• What you will do: Search the entries below for the word "artwork", then copy each line in which it is found.

[Referring expression pointing data]
##############################

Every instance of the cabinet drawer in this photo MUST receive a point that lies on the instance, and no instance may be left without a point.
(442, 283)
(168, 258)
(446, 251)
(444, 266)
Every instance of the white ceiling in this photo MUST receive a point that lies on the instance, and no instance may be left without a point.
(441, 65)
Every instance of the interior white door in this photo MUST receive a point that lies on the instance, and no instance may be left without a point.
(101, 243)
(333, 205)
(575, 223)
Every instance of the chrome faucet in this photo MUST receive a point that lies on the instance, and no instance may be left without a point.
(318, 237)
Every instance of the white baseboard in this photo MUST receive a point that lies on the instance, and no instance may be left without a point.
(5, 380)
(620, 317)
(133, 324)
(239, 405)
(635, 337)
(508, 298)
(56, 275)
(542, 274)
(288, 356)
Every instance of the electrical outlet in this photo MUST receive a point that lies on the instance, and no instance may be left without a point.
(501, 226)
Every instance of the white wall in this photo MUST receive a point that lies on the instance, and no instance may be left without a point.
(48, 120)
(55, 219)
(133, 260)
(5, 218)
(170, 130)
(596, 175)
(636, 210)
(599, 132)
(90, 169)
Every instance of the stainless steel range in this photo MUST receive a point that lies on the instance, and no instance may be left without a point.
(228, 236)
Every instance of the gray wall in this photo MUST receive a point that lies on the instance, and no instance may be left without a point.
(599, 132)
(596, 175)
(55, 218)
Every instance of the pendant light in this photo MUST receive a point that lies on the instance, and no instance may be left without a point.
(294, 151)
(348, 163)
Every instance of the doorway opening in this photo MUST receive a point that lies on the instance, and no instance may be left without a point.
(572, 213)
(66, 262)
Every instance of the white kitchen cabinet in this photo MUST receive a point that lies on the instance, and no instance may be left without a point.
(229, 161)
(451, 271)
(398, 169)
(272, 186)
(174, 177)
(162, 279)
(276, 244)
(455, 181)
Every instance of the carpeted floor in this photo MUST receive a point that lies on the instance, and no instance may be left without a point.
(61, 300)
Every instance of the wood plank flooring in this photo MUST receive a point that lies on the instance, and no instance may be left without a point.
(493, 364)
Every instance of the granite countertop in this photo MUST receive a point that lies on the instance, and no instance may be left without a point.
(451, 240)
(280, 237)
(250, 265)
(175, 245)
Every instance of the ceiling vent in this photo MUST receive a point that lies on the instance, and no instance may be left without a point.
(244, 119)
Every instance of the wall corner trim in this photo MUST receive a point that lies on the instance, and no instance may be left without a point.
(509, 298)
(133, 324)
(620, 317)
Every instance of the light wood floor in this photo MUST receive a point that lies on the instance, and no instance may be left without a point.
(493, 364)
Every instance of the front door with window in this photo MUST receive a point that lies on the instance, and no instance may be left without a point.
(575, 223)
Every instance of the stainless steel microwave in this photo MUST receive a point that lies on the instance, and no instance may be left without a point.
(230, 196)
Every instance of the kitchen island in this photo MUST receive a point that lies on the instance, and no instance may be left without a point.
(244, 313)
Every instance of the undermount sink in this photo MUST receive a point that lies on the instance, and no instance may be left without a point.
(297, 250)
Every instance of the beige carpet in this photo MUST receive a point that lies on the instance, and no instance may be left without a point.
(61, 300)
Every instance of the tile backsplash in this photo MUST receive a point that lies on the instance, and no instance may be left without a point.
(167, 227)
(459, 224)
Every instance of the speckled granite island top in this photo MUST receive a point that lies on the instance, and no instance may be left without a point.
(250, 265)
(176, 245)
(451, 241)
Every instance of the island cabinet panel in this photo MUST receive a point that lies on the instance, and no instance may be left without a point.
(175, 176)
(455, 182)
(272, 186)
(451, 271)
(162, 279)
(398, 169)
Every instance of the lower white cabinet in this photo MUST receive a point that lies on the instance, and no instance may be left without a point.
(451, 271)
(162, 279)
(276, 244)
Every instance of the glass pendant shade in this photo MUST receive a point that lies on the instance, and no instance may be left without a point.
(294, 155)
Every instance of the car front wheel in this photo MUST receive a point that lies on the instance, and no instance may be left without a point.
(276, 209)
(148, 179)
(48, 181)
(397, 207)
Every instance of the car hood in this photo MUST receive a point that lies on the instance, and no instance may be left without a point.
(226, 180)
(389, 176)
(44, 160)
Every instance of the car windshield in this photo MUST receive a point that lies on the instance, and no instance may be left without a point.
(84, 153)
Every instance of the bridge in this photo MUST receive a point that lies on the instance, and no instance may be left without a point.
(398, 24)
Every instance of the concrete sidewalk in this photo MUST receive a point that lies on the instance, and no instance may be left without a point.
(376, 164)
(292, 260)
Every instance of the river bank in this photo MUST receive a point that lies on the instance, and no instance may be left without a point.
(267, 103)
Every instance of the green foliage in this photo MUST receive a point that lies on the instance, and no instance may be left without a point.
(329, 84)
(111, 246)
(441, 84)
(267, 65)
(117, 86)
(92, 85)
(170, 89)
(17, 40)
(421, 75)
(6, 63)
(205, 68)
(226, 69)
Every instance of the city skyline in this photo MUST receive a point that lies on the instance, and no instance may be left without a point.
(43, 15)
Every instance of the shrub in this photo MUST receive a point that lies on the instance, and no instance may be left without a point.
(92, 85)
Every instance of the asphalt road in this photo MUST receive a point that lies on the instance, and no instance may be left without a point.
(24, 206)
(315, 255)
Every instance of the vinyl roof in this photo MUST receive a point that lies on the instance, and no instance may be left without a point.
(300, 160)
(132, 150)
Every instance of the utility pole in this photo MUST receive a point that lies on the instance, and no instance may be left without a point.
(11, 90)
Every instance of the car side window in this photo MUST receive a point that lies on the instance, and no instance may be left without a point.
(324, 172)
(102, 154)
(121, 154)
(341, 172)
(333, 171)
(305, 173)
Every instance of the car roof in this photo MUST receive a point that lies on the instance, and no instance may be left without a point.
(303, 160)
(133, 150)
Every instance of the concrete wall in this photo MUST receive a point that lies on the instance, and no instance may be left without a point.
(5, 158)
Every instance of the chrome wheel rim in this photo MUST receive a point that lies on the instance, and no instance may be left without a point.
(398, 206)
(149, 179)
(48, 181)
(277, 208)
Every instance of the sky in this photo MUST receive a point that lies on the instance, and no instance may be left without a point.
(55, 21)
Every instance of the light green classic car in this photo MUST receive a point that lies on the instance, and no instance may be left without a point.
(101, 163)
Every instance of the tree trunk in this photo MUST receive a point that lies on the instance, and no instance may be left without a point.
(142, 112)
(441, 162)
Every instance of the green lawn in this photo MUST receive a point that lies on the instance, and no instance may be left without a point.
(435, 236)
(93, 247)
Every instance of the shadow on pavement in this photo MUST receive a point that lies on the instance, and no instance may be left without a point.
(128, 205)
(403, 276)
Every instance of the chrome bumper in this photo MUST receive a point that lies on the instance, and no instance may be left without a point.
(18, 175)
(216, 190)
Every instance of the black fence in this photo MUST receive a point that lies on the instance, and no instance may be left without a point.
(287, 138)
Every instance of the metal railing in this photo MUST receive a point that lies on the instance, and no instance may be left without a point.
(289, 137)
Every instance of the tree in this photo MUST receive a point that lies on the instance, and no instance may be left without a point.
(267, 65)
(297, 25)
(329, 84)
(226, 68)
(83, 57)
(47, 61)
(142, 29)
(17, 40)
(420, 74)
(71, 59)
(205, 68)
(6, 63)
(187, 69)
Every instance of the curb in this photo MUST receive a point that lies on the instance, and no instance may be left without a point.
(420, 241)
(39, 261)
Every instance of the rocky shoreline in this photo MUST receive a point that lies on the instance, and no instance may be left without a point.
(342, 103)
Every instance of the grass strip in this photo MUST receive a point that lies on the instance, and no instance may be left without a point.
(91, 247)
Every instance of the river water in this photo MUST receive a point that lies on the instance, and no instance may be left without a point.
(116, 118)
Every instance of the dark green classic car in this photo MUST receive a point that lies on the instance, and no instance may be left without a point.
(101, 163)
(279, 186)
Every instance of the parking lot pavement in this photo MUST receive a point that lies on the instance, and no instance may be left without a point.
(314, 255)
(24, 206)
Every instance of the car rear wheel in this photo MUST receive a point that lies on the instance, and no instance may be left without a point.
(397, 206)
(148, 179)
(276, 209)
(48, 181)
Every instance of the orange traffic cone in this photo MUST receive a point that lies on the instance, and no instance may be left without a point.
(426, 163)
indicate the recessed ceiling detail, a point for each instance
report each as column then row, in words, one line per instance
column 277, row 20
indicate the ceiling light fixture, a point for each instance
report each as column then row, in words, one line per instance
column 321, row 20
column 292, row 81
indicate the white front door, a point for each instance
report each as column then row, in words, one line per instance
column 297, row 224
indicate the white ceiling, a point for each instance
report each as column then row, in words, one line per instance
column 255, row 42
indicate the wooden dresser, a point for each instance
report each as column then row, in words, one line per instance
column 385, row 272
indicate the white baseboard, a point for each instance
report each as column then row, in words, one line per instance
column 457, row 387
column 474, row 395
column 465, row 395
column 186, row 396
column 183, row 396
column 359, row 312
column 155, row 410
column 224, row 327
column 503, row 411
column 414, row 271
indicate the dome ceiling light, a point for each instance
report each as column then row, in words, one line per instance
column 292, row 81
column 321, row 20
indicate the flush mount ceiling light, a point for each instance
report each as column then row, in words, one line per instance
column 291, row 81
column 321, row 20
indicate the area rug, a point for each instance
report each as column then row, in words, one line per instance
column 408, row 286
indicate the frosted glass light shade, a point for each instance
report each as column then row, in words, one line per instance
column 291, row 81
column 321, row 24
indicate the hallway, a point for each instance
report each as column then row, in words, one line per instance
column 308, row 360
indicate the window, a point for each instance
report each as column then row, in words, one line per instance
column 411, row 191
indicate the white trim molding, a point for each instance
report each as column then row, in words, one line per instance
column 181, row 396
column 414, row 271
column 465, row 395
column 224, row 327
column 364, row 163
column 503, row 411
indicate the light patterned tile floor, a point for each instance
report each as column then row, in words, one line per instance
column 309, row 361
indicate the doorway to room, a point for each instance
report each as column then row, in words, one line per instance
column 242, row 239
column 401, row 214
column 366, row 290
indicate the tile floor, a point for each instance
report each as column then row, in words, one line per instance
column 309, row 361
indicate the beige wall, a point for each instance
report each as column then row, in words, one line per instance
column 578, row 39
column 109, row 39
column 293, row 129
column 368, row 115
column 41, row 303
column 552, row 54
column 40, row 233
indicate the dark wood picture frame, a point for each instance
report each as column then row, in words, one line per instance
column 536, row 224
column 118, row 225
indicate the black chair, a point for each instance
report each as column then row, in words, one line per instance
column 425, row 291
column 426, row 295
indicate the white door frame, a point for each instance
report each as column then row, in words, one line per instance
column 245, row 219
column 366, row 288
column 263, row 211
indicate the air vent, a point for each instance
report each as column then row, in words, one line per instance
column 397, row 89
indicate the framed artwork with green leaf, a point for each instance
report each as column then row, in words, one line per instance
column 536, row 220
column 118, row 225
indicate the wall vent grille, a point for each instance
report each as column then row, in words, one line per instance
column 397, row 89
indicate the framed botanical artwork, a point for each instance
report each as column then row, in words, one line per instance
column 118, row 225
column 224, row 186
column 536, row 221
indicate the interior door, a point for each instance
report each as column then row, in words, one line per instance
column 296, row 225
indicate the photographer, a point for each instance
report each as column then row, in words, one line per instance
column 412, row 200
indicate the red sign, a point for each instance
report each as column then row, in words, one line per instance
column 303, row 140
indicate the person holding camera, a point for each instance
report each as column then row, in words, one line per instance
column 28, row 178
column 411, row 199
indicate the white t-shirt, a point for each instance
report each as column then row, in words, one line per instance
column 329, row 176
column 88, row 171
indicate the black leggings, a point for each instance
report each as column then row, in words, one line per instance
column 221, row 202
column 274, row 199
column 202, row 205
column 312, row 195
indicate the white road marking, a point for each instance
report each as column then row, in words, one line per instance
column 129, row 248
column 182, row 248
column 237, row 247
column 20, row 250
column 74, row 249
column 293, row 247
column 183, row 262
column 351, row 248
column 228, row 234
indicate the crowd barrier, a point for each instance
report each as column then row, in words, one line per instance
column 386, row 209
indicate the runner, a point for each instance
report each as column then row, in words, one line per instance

##############################

• Answer section:
indicate the framed artwork with green leaf, a point for each instance
indicate the framed botanical artwork, a point for each instance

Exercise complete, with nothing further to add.